• SUPPLIED TEXT
That is where a fully autonomous, solar-powered robot can come into play. It not only fills labor gaps but also outperforms a human driving a tractor. It can do its assigned tasks all day without a break, quietly and precisely. Depending on the task, the robot can automatically switch its tools.
The development of this robotic farmhand took roughly three and a half years of work by the South Bohemian company Terms. The testing phase is now complete, and Roboton Farmer should be on the market in 2026.
“We were inspired by the idea of returning to a form of farming that could be gentle on the soil, precise, and respectful of natural cycles but empowered by modern tools,” says Michaela Slavicek, the marketing director of the company.
Roboton Farmer will not be the only option on the market – autonomous robots from the Danish company Agrointelli and Dutch manufacturer Agxeed, among others, are already for sale across Europe.
What sets the Czech robot apart is its integrated solar system, says the company. According to Terms, the four solar panels atop the machine can supply up to 80% of its daily energy needs, depending on weather conditions. The robot can even connect itself to a charging station and refill its water tank without human intervention. That makes the technology not only efficient, but also sustainable and environmentally conscious, Terms says.
This season, the robot was loaned to three farmers who tested it under real-life conditions. At Rericha’s farm, it was used to tend carrots and onions, crops easier to manage than garlic, his main product. To ensure smooth operation, Rericha and the Roboton Farmer team had to set up the robot and prepare the fields in advance – installing a charging dock and GPS repeater, and ensuring water access was as close as possible. The rest of the work, apart from harvesting the crops, was on Roboton Farmer.
“I was mainly worried about maintenance, like if the robot got clogged up or dirty,” Rericha admits. “But it was virtually maintenance-free, which really surprised me.”
He also praises the on-call technical support from the Roboton team. According to Slavicek, the robot is designed for on-farm upkeep without specialist tools.
New Tech to Attract Young Minds
Still, the success of such technologies depends not only on their performance, but also on those who operate them. The Czech Ministry of Agriculture emphasizes the need for young qualified people who understand smart farming tools. “We are therefore rolling out a national grant program, through which selected high schools can receive funding primarily for the purchase of these technologies. As part of the program, schools are acquiring drones, agricultural robots, GPS-based navigation systems, and other smart technologies,” the ministry’s acting spokesperson, Karla Mrackova, says.
Vojtech Lukas, a researcher at Mendel University in Brno, believes that the industry’s workforce will evolve, moving away from manual roles toward remote operation and dispatching. “Whenever we offer courses like these, there’s always interest. Innovation in agriculture makes the field more attractive to young people,” says Lukas, who also teaches smart farming at the university.
The Roboton team hopes for the same. “If young people see that farming involves robotics, AI, data, and energy innovation, they might start to appreciate farming as both a skilled craft and a modern, tech-enabled profession,” adds Slavicek. Smart technologies like Roboton Farmer could do more than fill labor gaps – they might help to redefine what it means to work in agriculture.

• WORK INSTRUCTIONS
- 1) From the article on the solar-powered farm robot, list every person whose words are given in direct quotation.
- 2) Write the next paragraph of the article on the solar-powered farm robot, picking up after its final sentence.

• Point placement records

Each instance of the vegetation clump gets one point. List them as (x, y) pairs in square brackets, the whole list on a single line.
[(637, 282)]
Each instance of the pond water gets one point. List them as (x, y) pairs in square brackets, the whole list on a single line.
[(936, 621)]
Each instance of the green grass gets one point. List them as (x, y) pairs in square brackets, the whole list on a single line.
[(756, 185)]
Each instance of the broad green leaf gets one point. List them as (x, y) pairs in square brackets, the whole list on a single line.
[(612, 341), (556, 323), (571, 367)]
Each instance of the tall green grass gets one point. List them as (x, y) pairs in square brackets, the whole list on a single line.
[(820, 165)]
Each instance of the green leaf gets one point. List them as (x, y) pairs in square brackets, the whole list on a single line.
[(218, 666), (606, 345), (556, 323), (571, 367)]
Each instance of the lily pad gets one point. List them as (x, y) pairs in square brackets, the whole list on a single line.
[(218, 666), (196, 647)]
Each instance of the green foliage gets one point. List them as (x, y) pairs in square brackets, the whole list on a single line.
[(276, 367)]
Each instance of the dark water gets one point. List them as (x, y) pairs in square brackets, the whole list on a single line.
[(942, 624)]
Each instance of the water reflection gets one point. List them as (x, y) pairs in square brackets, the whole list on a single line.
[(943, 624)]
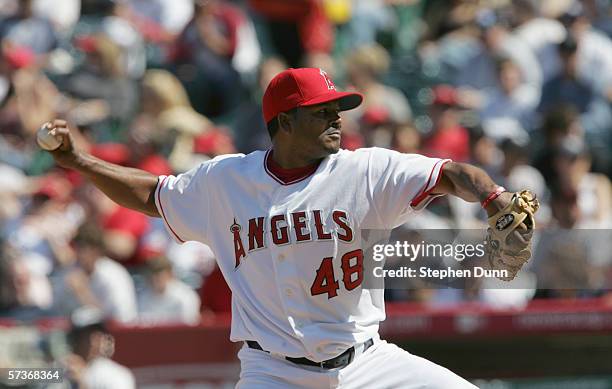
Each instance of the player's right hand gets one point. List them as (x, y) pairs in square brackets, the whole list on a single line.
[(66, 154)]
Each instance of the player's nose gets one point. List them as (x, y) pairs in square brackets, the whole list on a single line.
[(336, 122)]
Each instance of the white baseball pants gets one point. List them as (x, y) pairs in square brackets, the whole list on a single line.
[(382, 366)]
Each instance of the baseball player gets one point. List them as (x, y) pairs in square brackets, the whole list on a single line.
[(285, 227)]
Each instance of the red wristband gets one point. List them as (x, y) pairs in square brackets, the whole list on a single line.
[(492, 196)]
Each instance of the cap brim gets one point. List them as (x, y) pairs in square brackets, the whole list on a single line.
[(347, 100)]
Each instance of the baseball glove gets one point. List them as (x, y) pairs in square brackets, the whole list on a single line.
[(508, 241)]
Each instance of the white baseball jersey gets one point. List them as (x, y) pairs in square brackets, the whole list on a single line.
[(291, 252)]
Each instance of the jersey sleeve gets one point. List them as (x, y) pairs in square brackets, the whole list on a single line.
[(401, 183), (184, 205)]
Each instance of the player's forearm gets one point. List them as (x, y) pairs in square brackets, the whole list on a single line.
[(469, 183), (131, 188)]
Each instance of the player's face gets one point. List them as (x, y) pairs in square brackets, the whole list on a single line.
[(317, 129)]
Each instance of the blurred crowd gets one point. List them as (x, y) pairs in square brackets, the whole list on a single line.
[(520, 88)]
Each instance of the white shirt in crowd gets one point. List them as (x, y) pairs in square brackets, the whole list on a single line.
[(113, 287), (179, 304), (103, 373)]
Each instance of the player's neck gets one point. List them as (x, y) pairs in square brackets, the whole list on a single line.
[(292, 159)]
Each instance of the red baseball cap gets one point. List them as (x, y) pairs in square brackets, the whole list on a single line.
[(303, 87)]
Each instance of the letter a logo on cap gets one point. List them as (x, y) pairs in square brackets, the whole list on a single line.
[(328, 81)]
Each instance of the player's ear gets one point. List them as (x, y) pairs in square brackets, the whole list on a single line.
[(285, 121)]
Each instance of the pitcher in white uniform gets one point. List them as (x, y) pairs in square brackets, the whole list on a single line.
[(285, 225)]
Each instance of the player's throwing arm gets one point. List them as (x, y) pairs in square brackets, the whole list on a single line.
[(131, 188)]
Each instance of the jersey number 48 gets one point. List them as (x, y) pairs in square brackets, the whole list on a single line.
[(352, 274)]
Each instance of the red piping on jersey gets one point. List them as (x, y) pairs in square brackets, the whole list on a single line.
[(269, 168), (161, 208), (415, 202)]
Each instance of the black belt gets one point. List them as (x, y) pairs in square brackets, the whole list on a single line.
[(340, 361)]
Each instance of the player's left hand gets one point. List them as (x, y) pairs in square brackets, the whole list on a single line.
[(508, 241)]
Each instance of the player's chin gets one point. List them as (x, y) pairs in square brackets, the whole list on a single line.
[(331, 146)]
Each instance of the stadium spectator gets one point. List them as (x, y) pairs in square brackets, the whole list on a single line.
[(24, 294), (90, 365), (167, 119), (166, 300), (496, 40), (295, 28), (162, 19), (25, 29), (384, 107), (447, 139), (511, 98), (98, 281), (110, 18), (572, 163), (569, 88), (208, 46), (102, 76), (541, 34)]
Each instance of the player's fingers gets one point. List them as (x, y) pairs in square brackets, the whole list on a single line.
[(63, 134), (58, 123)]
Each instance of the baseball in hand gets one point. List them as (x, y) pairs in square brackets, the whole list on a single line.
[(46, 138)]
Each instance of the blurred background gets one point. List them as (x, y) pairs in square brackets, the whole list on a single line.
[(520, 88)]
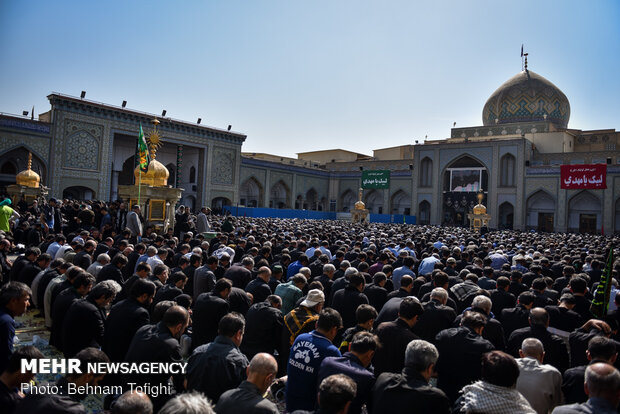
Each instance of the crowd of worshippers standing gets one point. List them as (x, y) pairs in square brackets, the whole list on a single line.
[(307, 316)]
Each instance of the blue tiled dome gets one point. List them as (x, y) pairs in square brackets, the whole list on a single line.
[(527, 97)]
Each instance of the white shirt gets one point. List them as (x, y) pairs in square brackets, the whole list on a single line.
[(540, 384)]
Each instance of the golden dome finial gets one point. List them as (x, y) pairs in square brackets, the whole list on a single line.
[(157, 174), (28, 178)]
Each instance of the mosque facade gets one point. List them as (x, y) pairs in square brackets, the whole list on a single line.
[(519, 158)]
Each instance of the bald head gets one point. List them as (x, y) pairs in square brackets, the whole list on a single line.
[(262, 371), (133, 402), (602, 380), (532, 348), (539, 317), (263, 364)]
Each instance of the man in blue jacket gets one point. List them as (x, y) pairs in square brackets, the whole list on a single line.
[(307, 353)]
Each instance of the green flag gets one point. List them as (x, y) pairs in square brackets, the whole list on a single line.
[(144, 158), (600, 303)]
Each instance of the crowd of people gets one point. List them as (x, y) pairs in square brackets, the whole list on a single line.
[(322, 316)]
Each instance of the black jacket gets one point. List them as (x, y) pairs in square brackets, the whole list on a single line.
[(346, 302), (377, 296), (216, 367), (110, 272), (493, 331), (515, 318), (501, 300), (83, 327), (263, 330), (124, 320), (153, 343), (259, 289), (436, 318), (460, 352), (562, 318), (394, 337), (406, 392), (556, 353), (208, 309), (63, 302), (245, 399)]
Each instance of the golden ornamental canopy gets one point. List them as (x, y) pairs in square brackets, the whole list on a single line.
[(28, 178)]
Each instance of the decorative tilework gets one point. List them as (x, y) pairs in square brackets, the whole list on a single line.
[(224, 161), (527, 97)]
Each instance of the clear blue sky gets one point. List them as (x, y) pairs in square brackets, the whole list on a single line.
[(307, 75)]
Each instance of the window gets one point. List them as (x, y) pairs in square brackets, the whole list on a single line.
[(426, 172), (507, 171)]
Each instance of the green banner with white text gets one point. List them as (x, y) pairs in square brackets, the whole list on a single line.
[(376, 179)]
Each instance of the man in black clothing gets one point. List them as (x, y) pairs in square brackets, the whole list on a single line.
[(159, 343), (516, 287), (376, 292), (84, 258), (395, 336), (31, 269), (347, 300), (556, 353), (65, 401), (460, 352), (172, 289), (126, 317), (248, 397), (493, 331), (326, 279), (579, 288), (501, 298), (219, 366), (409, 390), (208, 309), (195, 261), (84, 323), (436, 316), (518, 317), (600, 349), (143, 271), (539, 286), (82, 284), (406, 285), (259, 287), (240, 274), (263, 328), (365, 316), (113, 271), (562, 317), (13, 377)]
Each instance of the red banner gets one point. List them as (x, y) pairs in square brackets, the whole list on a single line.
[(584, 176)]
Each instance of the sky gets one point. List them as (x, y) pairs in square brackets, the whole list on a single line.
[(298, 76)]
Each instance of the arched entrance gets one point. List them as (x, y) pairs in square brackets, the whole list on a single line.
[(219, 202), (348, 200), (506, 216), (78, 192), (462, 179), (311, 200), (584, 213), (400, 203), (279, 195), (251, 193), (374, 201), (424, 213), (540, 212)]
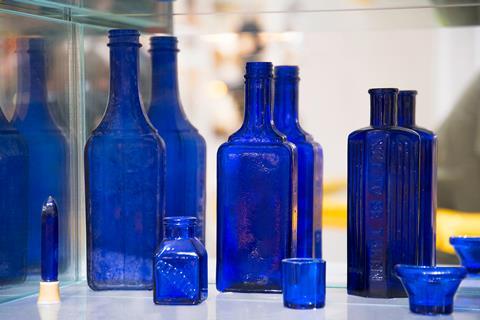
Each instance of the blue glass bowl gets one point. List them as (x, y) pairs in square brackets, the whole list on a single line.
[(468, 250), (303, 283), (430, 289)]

...

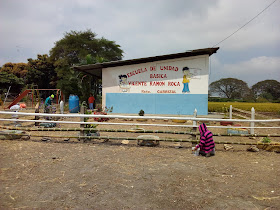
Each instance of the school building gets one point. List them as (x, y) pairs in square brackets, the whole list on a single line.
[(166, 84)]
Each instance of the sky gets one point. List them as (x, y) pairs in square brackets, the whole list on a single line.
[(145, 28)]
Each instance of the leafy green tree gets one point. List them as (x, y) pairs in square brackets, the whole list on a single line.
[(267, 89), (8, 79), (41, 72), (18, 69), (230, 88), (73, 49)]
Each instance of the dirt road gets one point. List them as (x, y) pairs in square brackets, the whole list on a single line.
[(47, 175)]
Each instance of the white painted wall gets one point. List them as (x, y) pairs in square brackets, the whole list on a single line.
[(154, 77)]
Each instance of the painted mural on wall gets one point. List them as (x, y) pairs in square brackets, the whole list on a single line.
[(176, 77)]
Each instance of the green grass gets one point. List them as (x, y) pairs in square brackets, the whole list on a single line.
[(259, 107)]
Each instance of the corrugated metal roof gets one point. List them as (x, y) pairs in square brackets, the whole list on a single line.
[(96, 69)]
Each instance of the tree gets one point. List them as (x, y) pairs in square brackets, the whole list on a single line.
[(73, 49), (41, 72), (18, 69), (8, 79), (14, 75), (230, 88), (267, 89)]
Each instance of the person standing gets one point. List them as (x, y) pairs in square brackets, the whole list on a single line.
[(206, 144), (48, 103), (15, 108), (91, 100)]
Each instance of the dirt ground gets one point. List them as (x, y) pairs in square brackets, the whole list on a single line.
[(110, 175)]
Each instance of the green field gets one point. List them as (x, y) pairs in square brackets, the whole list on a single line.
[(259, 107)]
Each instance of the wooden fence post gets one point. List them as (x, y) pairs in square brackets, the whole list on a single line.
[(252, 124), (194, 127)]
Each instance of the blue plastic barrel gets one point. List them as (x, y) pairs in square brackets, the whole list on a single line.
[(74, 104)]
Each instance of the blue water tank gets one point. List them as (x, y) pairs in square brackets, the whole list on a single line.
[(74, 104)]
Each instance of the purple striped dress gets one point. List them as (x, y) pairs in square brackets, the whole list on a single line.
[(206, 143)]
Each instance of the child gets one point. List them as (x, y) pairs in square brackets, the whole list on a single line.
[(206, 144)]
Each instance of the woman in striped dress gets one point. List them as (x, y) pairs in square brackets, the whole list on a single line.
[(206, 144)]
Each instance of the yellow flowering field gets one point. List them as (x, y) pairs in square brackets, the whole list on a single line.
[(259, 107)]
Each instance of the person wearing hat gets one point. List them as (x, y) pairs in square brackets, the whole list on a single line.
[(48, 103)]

==

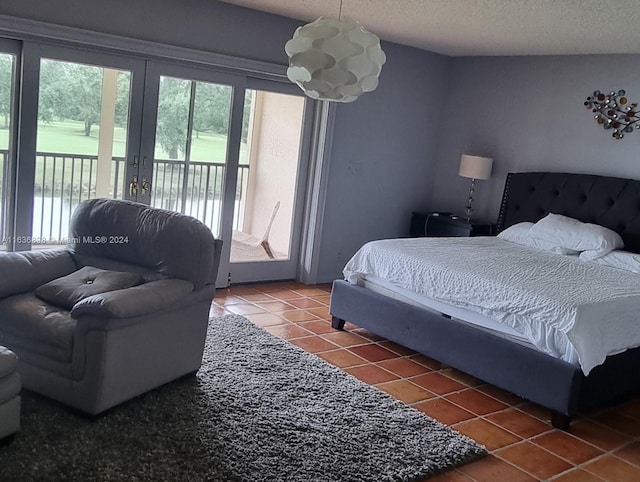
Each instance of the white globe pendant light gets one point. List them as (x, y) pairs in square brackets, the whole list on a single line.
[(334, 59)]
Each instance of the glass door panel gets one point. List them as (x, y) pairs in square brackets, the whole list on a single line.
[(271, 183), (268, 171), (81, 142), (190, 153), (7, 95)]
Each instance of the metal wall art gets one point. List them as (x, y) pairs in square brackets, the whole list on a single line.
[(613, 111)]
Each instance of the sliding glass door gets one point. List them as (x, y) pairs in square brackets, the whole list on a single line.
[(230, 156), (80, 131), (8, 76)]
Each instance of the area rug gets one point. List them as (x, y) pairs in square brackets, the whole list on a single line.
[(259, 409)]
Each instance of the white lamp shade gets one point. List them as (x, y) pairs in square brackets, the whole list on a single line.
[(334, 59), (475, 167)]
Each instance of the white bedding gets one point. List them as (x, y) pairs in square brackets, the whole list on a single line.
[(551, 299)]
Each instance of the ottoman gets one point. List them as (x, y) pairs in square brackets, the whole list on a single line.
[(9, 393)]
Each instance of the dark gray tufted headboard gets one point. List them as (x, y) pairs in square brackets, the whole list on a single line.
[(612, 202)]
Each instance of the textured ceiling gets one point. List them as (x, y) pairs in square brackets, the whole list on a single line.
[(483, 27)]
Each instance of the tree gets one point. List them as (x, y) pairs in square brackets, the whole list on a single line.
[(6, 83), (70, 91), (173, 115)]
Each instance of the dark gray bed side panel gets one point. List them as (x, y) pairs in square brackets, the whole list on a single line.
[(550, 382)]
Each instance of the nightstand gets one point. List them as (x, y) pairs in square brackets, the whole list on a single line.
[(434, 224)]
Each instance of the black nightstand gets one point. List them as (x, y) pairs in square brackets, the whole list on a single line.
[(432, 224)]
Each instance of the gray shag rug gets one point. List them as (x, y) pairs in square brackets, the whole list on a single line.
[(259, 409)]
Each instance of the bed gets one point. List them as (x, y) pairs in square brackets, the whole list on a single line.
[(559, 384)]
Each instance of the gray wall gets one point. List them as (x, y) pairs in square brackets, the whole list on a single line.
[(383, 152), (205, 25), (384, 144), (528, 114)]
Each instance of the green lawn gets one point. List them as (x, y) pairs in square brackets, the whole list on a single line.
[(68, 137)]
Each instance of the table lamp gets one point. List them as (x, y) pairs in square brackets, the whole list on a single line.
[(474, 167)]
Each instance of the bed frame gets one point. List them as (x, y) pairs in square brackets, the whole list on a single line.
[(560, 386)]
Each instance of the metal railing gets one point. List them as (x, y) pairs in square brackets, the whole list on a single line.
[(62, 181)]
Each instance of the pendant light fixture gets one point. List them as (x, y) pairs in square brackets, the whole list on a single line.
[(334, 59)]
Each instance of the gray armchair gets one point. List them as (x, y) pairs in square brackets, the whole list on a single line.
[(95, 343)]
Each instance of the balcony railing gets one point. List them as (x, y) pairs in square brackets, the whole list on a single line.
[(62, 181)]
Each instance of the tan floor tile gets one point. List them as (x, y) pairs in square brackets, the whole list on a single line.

• ANSWERS IN ORDER
- 1) Michaela Slavicek, Rericha, Karla Mrackova, Vojtech Lukas

- 2)
For Rericha, after completing the trial period with the robot, the answer is clear: “I would for sure buy it, but the question is how much would it really cost. And it would also depend on how long the support from the team would last. I wouldn’t be lost without the people from Roboton, but it definitely made me much more comfortable knowing that I could call them for every little thing.”
While the robot has shown promising results during testing, its performance claims currently rely on data and feedback provided by the developer, Terms. An independent assessment will be only possible once the technology enters the commercial market next year.
Roboton Farmer is expected to carry an introductory price estimated at around 200,000 euros – a figure that puts it out of reach for many small farms, while being competitive with Agrointelli’s Robotti 150D (180,000 euros) or AgXeed models ranging from 200,000 to 350,000 euros. In comparison, a conventional diesel tractor with similar power output and pulling force costs around 30,000 euros. Next season, however, the Terms robot will be available for seasonal rental, making the technology more accessible. Another approach is collective ownership. Farmers can form associations and jointly invest in the equipment – a strategy already used in Austria.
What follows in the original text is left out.